# TEKS BACAAN
Kisah Herlambang, Kabur dari Sindikat Kamboja dan Masuk Daftar Buruan

2 hours ago 2

Yogyakarta, CNN Indonesia --

Herlambang, warga Sindutan, Temon, Kulon Progo, Yogyakarta seolah masih tak percaya, niatnya memperbaiki perekonomian keluarga dengan menjadi pekerja migran malah berujung nahas bagi dirinya.

Herlambang adalah korban dugaan praktik tindak pidana perdagangan orang (TPPO) yang dijebak bekerja dalam komplotan penipu (scammer) di Kamboja. Padahal, niat awalnya adalah terbang ke Thailand dan bekerja sebagai penjaga toko di sana.

Mulanya, Herlambang pada Agustus 2024 menerima tawaran kerja dari sebuah Lembaga Pelatihan Kerja (LPK) di Surabaya, Jawa Timur dengan biaya Rp25 juta bersama sembilan orang lainnya. Ia awalnya ditawari bekerja sebagai operator pabrik di Taiwan, sebelum berganti penawarannya menjadi penjaga toko di Thailand.

ADVERTISEMENT

SCROLL TO CONTINUE WITH CONTENT

Herlambang mengiyakan. Tak sampai sepekan, ia sudah dibelikan tiket. Dari Cengkareng ke Bandara Soetta, lalu transit enam jam di Malaysia sebelum dikirim ke Kamboja pada 3 September 2024. Hanya saja, dokumen yang ia bawa saat itu bukan visa kerja, melainkan paspor kunjungan.

Bagaimanapun, Herlambang terlambat menyadari karena setibanya di Kamboja sudah langsung dipaksa bekerja sebagai scammer. Pemuda 23 tahun itu bersama rekan-rekan sesama WNI lainnya juga harus kerja dalam tekanan dan dihantui bayang-bayang perlakuan tak manusiawi.

# CUPLIKAN DATA
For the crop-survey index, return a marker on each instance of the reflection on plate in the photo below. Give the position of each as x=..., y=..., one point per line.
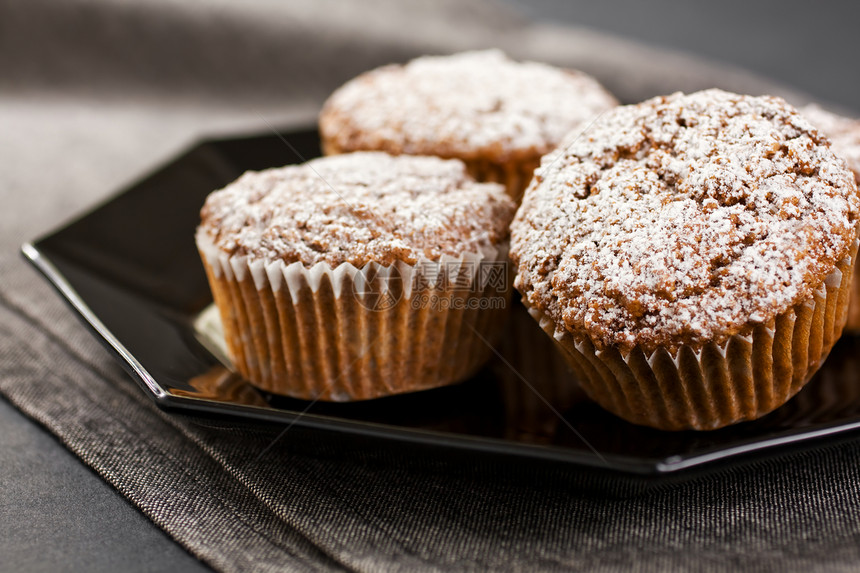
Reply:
x=131, y=270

# PETUNJUK TUGAS
[1] Tuliskan kembali bagian teks tentang Herlambang mulai dari "2 hours ago" sampai dengan "nahas bagi dirinya.", tanpa perubahan apa pun.
[2] Menurut teks tentang Herlambang, berapa biaya tawaran kerja dari LPK di Surabaya yang diterima Herlambang?
Gunakan hanya teks tentang Herlambang sebagai sumber.

# JAWABAN
[1]
2 hours ago 2

Yogyakarta, CNN Indonesia --

Herlambang, warga Sindutan, Temon, Kulon Progo, Yogyakarta seolah masih tak percaya, niatnya memperbaiki perekonomian keluarga dengan menjadi pekerja migran malah berujung nahas bagi dirinya.

[2] Rp25 juta.